- OBJECTIVE
Format every line of the records below as a numbered list, skipping blank lines and omitting the pictures.

- MATERIAL
[START]

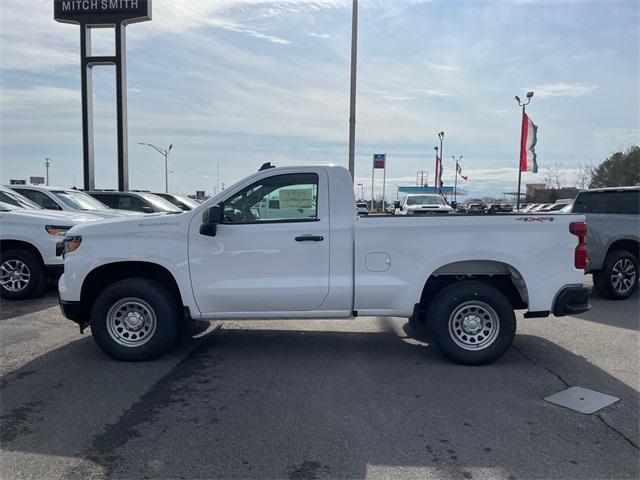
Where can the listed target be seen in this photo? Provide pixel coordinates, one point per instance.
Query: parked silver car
(613, 243)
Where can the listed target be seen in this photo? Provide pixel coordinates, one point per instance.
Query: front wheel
(22, 275)
(471, 323)
(618, 278)
(135, 319)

[END]

- SOLUTION FOR THIS PROBLEM
1. Where can the listed target be seen in this photo? Provide pixel coordinates, one point per instance.
2. Query: parked silver car
3. (613, 243)
4. Where can the listed target be seen in this photo? Provide pixel coordinates, one point per instance.
5. Query: front wheel
6. (22, 275)
7. (471, 323)
8. (618, 278)
9. (135, 319)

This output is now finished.